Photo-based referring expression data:
****
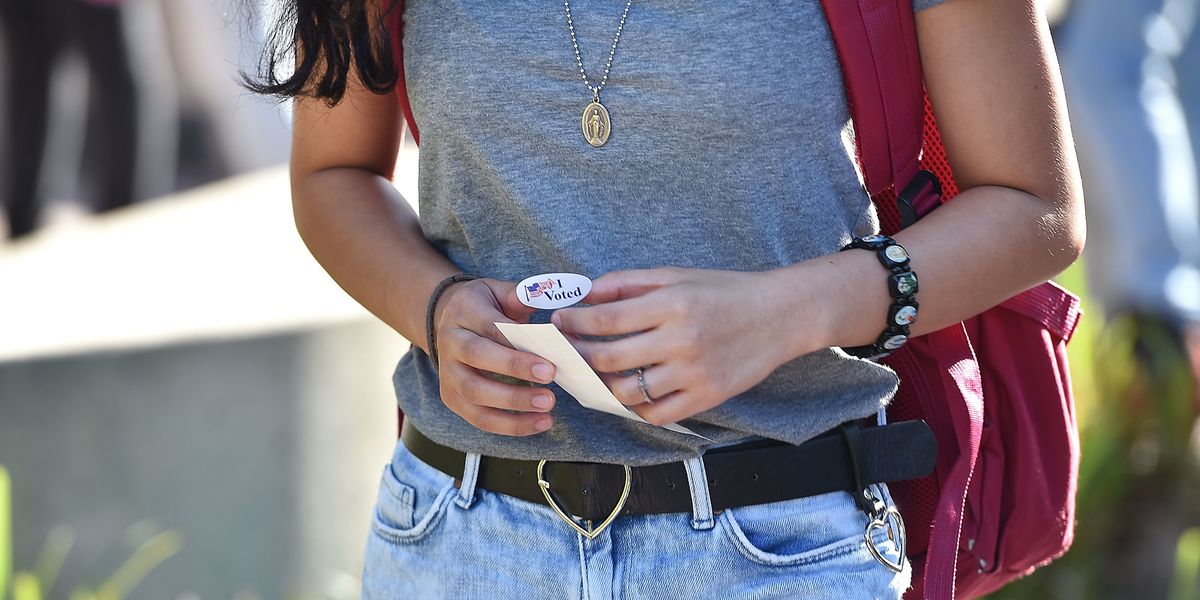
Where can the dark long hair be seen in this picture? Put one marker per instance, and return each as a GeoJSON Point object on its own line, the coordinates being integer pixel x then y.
{"type": "Point", "coordinates": [334, 36]}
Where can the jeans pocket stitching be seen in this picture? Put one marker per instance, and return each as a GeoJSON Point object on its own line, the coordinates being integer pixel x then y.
{"type": "Point", "coordinates": [817, 555]}
{"type": "Point", "coordinates": [420, 529]}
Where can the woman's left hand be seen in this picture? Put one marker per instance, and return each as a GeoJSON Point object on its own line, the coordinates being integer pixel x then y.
{"type": "Point", "coordinates": [702, 336]}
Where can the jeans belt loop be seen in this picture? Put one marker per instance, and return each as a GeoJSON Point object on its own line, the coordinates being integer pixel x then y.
{"type": "Point", "coordinates": [469, 478]}
{"type": "Point", "coordinates": [701, 498]}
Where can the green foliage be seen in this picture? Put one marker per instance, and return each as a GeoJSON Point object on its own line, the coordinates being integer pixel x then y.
{"type": "Point", "coordinates": [5, 531]}
{"type": "Point", "coordinates": [1187, 567]}
{"type": "Point", "coordinates": [35, 585]}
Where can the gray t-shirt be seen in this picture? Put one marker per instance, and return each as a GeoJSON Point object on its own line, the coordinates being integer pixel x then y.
{"type": "Point", "coordinates": [730, 149]}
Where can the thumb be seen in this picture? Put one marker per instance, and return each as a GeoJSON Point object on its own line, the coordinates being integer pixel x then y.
{"type": "Point", "coordinates": [510, 305]}
{"type": "Point", "coordinates": [631, 283]}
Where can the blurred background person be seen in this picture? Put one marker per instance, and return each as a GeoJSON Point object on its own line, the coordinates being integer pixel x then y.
{"type": "Point", "coordinates": [1132, 71]}
{"type": "Point", "coordinates": [36, 34]}
{"type": "Point", "coordinates": [163, 111]}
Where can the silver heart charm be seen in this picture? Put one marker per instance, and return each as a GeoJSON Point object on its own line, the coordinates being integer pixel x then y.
{"type": "Point", "coordinates": [892, 523]}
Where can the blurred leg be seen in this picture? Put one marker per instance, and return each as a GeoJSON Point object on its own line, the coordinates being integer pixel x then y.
{"type": "Point", "coordinates": [113, 118]}
{"type": "Point", "coordinates": [33, 45]}
{"type": "Point", "coordinates": [1135, 156]}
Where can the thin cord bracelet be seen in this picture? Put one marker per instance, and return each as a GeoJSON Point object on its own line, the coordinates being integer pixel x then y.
{"type": "Point", "coordinates": [431, 339]}
{"type": "Point", "coordinates": [903, 289]}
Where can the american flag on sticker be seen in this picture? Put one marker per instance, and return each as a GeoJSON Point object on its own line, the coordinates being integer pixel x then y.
{"type": "Point", "coordinates": [540, 287]}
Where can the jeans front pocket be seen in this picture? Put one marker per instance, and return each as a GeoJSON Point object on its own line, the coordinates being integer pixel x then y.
{"type": "Point", "coordinates": [797, 532]}
{"type": "Point", "coordinates": [413, 498]}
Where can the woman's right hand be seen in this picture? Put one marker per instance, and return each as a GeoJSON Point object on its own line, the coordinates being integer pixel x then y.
****
| What the task requires |
Please reproduce every record exactly as written, excluding the pictures.

| Answer to the problem |
Where can the dark long hair be seen in this picture? Put one marker per instance, and return each as a GeoJSON Point object on its own line, the coordinates being integer pixel x then y.
{"type": "Point", "coordinates": [334, 36]}
Where can the jeans pocket stitching be seen in this picture? Put one marker per instance, and return each as a GeoJSON Point object on its own line, the coordinates being integer pixel x then y.
{"type": "Point", "coordinates": [817, 555]}
{"type": "Point", "coordinates": [420, 529]}
Where can the woman's left hand be seen in this picture? Put one marker per instance, and return each as a GeoJSON Point object on its own line, the coordinates being integer pixel x then y.
{"type": "Point", "coordinates": [702, 336]}
Where can the jeans belt loop be seen in this picture? Put one marker per instance, and return each as a GeoJSON Point object on its own line, the coordinates being integer pixel x then y.
{"type": "Point", "coordinates": [469, 478]}
{"type": "Point", "coordinates": [701, 498]}
Where can the green foliage be seen in this picture? Put one marker per instance, and return each as a GeoJSON Point object on its own line, the coordinates being integer pixel x then y.
{"type": "Point", "coordinates": [5, 531]}
{"type": "Point", "coordinates": [1187, 567]}
{"type": "Point", "coordinates": [35, 585]}
Where can the gray t-shirt be seen in this picture? Put one marker per instance, and return each as a GeoJSON Point object on its own line, the coordinates being integer pixel x then y.
{"type": "Point", "coordinates": [730, 149]}
Where can the thumb be seen in this picture? Put one marker per instance, and return each as a GeoJSON Point object on its own line, the coordinates being integer pixel x then y.
{"type": "Point", "coordinates": [510, 305]}
{"type": "Point", "coordinates": [631, 283]}
Where can the blurred background person be seen in this picture? Put one marker per instance, and return each as a GeoJSON Point object on its own line, the coordinates being integer pixel x then y.
{"type": "Point", "coordinates": [1132, 71]}
{"type": "Point", "coordinates": [36, 34]}
{"type": "Point", "coordinates": [163, 111]}
Where can the silver heart charm be seen in this picture? Put one marker per instance, and return each as a GeoJSON Point object on its own line, the coordinates being integer pixel x then y.
{"type": "Point", "coordinates": [892, 523]}
Where can the blurred leg be seen in this picture? Put one marker per instance, and return each as a GeoJSON Point object on its own line, the coordinates being integer pixel x then y.
{"type": "Point", "coordinates": [113, 118]}
{"type": "Point", "coordinates": [33, 45]}
{"type": "Point", "coordinates": [1135, 156]}
Where can the thin cord bracelet be seen in this picture? Put one marker per instance, and return each as a GeoJSON Point object on its own line, the coordinates being integer pixel x then y.
{"type": "Point", "coordinates": [431, 339]}
{"type": "Point", "coordinates": [903, 289]}
Where can the american flag on sticker be seen in this picture? Put one marker per instance, and return each as a GeoJSON Point object on its own line, the coordinates being integer pixel x then y.
{"type": "Point", "coordinates": [540, 287]}
Where can the jeans front pocket be seen in this picture? Put one marker per instance, and return each as a GeoJSON Point object on its own line, the coordinates being integer pixel x then y.
{"type": "Point", "coordinates": [797, 532]}
{"type": "Point", "coordinates": [413, 498]}
Where can the woman's right hand be seen in this picture? Put one marker per instance, and return each as a GeoJSON Point object on its own line, the coordinates being integer pixel x then y.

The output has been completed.